Actions to take:
- A) In the blog post about Bhutanese refugees in Ohio, which official gave the go-ahead to resettle 60,000 people from UN camps?
- B) Continue the blog post about Bhutanese refugees in Ohio, starting after its last sentence.

Supplied passage:
____

Tuesday, July 21, 2015

RR Watch - Ann Corcoran: Bhutanese refugees in Ohio need more costly mental health care due to high suicide rate - "The 'Bhutanese' are really Nepali people who had lived in Bhutan. Bhutan expelled them and Nepal didn’t want them back. So, why was it in our national interest to bring over 80,000 to America? It was a Bush Administration decision. Did the Republicans want to import more cheap labor?"


Bhutanese refugees in Ohio need more costly mental health care due to high suicide rate


Posted by Ann Corcoran on July 21, 2015

There is nothing new in this story from the The Columbus Dispatch.  We have reported ad nauseum about the high suicide rate among Bhutanese (really Nepali) refugees first admitted during the Bush Administration.  Even before Bush’s Asst. Secretary of State for Population Refugees and Migration, Ellen Sauerbrey, gave the go-ahead to resettle 60,000 from UN camps (the UN wanted to close the camps so we said sure! and now we are up to over 80,000 Bhutanese scattered across America) we learned that the Bhutanese really preferred to live in their own culture in their part of the world.

____

Rows excerpted from a collection:

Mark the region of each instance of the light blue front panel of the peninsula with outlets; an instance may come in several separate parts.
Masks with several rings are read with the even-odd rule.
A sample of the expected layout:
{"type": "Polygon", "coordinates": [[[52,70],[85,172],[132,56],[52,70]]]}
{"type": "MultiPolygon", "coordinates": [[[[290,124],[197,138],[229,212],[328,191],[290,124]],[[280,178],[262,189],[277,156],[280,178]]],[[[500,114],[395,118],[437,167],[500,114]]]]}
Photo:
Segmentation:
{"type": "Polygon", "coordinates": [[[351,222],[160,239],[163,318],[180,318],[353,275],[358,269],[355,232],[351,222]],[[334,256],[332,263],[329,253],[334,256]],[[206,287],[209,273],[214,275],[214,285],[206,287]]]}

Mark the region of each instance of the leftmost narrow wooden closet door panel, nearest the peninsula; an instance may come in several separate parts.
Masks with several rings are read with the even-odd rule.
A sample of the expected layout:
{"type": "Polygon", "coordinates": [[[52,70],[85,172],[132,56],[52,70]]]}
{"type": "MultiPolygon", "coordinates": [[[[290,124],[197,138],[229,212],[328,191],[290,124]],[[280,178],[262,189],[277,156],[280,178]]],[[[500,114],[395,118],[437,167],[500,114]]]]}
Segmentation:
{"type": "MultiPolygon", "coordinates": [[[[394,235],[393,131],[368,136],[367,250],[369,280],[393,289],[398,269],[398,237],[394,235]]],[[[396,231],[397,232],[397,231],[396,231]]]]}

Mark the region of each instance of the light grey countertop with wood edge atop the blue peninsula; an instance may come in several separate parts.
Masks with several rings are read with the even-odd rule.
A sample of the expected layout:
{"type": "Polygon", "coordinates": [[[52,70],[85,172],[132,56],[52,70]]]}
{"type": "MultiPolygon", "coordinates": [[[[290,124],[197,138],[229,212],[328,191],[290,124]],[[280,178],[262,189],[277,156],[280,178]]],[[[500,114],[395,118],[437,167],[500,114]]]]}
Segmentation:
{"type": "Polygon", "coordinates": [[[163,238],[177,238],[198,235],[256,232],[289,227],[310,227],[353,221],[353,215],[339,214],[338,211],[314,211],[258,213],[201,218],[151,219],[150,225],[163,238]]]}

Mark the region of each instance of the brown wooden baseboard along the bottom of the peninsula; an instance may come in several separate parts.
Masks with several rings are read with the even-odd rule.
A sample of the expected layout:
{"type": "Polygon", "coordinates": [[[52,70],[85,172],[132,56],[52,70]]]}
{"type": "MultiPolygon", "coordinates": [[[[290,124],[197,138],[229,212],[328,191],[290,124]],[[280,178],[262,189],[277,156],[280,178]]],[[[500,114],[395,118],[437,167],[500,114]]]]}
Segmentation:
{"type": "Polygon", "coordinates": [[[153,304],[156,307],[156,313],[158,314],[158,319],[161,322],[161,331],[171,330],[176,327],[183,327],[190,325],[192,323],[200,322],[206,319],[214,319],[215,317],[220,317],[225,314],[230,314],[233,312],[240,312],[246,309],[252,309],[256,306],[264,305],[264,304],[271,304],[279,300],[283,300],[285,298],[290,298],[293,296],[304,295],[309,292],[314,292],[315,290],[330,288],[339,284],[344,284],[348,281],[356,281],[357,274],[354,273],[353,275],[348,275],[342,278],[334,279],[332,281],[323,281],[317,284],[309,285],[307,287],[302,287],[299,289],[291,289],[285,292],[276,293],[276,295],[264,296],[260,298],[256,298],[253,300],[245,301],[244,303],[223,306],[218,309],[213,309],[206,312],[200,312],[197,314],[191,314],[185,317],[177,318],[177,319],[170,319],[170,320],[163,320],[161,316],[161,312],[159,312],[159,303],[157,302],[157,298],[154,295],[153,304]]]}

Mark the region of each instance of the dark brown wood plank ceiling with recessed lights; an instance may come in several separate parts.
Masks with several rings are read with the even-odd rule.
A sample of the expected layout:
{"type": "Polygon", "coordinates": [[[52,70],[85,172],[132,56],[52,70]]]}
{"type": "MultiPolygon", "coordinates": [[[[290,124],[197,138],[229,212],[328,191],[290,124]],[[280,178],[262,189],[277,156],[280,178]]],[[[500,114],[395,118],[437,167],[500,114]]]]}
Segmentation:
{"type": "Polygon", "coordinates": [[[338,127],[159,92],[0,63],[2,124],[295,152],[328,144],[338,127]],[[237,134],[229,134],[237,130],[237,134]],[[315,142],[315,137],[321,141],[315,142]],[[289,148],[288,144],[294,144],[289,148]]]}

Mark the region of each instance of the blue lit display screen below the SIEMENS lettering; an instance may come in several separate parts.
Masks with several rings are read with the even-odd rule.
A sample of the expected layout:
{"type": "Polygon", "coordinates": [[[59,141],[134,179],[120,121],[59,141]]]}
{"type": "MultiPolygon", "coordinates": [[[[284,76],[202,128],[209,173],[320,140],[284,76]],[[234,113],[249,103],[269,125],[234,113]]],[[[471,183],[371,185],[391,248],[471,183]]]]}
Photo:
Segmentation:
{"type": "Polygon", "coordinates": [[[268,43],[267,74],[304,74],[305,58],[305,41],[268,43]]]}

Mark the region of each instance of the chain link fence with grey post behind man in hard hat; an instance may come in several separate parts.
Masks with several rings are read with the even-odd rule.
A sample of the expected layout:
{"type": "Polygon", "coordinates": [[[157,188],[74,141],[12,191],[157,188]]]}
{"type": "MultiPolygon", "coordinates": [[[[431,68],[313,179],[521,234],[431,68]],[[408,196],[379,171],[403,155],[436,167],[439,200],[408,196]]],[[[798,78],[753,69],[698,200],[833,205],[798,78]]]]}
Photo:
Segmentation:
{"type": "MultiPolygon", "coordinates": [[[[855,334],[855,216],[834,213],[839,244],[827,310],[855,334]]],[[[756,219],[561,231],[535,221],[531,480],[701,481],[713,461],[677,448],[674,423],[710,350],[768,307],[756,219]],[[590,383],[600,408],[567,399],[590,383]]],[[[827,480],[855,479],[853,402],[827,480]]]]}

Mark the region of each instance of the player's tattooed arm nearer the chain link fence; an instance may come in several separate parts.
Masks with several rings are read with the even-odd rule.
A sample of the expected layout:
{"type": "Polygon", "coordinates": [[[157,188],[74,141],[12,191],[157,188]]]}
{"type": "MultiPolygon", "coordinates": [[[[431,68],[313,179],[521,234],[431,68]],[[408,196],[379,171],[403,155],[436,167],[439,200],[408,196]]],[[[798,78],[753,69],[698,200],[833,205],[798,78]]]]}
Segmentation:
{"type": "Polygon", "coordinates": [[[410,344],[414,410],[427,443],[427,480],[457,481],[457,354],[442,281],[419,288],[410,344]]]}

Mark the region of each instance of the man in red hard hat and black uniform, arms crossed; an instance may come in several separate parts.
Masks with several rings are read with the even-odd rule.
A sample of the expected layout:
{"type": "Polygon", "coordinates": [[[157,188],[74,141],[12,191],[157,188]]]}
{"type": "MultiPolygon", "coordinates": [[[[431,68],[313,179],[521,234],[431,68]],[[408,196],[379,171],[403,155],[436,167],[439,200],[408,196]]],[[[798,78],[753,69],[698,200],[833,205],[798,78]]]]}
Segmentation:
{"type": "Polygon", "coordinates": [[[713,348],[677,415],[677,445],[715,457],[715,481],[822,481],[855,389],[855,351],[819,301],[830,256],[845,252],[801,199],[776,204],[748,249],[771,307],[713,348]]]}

____

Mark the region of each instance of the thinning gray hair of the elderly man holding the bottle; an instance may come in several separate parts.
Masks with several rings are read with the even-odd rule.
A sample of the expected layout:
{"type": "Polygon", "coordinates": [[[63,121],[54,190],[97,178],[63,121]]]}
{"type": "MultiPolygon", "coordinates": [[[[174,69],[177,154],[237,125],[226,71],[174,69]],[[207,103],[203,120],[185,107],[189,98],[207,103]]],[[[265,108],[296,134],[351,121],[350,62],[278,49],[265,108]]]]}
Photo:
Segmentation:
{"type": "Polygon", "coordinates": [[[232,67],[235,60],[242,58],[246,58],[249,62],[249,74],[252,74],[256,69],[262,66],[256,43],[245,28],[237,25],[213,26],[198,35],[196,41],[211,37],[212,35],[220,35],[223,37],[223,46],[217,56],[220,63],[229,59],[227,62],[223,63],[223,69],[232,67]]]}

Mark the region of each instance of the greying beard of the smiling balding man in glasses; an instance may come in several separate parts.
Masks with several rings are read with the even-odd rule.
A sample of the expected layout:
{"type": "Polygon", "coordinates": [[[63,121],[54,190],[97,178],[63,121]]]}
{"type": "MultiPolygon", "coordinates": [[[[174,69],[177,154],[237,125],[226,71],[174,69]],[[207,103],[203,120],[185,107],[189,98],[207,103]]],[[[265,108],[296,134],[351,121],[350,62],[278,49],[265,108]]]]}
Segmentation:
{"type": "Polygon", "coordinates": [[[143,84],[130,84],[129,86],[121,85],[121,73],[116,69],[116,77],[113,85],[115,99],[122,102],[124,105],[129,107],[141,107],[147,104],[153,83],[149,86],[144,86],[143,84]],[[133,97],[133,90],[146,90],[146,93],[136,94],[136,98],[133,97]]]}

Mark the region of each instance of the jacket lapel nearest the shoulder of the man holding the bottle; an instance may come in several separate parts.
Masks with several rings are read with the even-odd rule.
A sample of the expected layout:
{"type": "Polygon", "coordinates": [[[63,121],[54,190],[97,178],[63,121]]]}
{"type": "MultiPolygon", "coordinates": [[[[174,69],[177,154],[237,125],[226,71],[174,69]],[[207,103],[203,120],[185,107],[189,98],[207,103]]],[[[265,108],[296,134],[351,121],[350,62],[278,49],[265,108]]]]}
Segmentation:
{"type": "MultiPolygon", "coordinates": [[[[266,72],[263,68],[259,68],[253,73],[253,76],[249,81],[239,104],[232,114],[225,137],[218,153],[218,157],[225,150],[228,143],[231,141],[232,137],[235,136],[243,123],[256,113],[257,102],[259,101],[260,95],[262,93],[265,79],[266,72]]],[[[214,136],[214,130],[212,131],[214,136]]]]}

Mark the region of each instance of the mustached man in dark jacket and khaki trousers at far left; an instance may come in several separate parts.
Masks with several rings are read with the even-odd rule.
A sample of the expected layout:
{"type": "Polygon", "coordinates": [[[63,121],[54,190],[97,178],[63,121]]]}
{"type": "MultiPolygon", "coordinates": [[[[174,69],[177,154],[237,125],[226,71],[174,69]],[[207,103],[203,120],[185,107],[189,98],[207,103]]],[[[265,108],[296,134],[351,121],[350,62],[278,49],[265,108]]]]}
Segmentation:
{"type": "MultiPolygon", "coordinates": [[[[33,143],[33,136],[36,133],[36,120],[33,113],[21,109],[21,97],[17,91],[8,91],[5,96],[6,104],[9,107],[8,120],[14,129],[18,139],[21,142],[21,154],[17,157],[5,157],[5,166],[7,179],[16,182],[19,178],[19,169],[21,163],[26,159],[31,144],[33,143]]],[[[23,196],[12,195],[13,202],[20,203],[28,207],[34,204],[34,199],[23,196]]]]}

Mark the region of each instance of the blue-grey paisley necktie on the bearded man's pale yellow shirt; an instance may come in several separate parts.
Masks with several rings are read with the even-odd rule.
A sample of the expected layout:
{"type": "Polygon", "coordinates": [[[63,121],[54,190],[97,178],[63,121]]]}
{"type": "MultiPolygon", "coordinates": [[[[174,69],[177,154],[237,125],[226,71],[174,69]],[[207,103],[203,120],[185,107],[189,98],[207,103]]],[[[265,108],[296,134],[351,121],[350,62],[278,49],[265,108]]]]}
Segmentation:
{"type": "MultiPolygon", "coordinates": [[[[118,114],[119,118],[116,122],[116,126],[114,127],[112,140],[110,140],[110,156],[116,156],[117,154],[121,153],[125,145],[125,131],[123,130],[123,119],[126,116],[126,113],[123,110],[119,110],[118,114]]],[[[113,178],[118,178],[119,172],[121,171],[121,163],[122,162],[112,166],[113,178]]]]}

____

Numbered answers:
- A) Ellen Sauerbrey, the Bush Administration's Assistant Secretary of State for Population, Refugees and Migration.

- B)
The “Bhutanese” are really Nepali people who had lived in Bhutan. Bhutan expelled them and Nepal didn’t want them back. So, why was it in our national interest to bring over 80,000 to America? It was a Bush Administration decision. Did the Republicans want to import more cheap labor?
See our huge archive on the Bhutanese (mostly Hindu) migration to America by clicking here.   It goes back nearly eight years to a time when the Bhutanese did not want to be “scattered to the four winds.”
For all of you contemplating ‘welcoming’ refugees to your towns and cities, remember that health care/mental health care costs will be borne by state and local taxpayers.
From The Columbus Dispatch  (hat tip: Julie).  What is going on in Ohio that there is so much immigration and refugee news coming out of the state (see our Ohio archive)?  A suspicious person might think that Ohio was somehow being targeted for colonization!
So they recently surveyed 200 members of the Nepali-speaking Hindu minority who had fled the Himalayan mountain kingdom of Bhutan a quarter-century ago during an ethnic cleansing led by the Buddhist elite.
What they discovered shocked them.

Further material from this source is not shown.